§ WORK TO DO
Reproduce every line of the material below verbatim, keeping the original wording and order.

─── RECORDS FOR THIS EXERCISE

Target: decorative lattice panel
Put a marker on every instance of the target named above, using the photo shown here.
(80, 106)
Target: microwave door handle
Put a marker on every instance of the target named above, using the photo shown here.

──────

§ OUTPUT BELOW
Target: decorative lattice panel
Put a marker on every instance of the target named above, using the photo shown here.
(80, 106)
Target: microwave door handle
Put a marker on every instance of the target named above, using the photo shown here.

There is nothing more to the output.